▸ Extract to read
<<<<
Most importantly,  reducing vessel costs per transported container by roughly a third is provided thanks to doubling the maximum ship size in recent years. Cost savings, according to the International Transport Forum, will gradually decrease with size. Thus, in the next couple of years, savings will be four to six times smaller than the existing ones. Also, mega-ships operate more efficiently. Compared to a 16,000 TEU vessel, a mega-ship with 19,000 TEU would save close to 1 million USD.


It is crystal clear that sustainability is an issue for the industry to face. The impact on the emissions to air is on a distressing level. To prioritise, the greenhouse gas emissions is the uppermost.  The industry needs to capitalize on it for the sake of minimizing the long-term impact on Earth. While the problems are starkly apparent, the essential is to find a solution. Thankfully there is one that stands out: LNG as a marine fuel.
>>>>
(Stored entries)
<<<<
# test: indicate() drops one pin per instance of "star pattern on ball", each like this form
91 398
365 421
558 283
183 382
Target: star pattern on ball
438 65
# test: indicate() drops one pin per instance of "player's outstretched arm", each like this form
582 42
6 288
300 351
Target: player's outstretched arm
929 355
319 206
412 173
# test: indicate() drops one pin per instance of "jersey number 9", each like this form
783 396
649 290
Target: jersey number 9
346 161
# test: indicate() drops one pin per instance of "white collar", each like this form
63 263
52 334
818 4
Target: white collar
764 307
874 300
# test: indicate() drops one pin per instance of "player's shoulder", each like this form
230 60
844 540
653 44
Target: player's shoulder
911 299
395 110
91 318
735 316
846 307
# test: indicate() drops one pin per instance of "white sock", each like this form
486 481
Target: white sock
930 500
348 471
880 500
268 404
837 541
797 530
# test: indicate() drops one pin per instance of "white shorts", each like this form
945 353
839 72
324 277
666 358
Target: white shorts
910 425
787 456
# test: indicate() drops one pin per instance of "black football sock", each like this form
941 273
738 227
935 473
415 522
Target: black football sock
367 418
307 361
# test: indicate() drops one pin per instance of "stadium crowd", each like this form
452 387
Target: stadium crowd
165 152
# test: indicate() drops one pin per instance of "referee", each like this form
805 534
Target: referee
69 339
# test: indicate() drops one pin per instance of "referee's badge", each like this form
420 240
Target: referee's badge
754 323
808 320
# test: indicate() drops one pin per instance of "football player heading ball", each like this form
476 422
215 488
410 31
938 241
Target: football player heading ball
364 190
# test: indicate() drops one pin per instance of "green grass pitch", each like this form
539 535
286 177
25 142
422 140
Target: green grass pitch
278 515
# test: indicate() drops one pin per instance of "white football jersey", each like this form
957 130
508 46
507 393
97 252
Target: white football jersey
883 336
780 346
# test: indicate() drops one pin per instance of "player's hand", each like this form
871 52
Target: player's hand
>>>>
▸ Questions on the material
1. Decide whether each statement agrees with the passage on container shipping. For each, answer yes or no and quote the words of the passage that settle it.
(a) Cost savings keep growing as ships get larger.
(b) A 19,000 TEU mega-ship would save close to 1 million USD compared to a 16,000 TEU vessel.
(c) Greenhouse gas emissions rank first among the emission problems.
2. Carry the passage on container shipping forward from its final sentence.

▸ Task results
1.
(a) No: "Cost savings, according to the International Transport Forum, will gradually decrease with size."
(b) Yes: "Compared to a 16,000 TEU vessel, a mega-ship with 19,000 TEU would save close to 1 million USD."
(c) Yes: "To prioritise, the greenhouse gas emissions is the uppermost."

2.
The improvements on LNG bunkering infrastructure continue at full steam. Is it any wonder..? Attractive fuel prices plus the environmental benefits give countenance to fast developments. According to the article published by the DNV, the benefits are:

– LNG-fuelled vessels can reduce their EEDI rating by 20%, while their Carbon Intensity Indicator will be reduced by approximately the same amount.

-Competitive vessel design ensures upcoming compliance some ten years longer than conventional designs.

-Reduces NOx emissions by up to 80% and almost eliminates SOx, particulate matter (PM)

-GHG emissions can be reduced by up to 23% with modern engine technology.

Biogas and drop-in fuels offer a path to further reducing vessel carbon intensity.

Greener shipping

In its 125th session, The International Maritime Organization Council has chosen ‘new technologies for greener shipping’ as the World Maritime theme for 2022. Kitack Lim, the Secretary-General of the Organization, said that the theme would provide an opportunity to focus on the importance of a sustainable maritime sector and the need to build back better and greener in a post-pandemic world.

Neither Kyoto Protocol in 1997 nor Paris Climate Accords in 2015 dealt with shipping. The whole responsibility is in the hands of the IMO. On the grounds that the shipping industry is responsible for around 940 million tonnes of CO2 annually, which is at least 2.5% of the world’s total CO2 emissions, IMO aimed to cut these emissions by 50% by 2050. There are also some sanctions to make certain improvements. The Emissions Trading System requires polluters to pay for each tonne of CO2 they generate.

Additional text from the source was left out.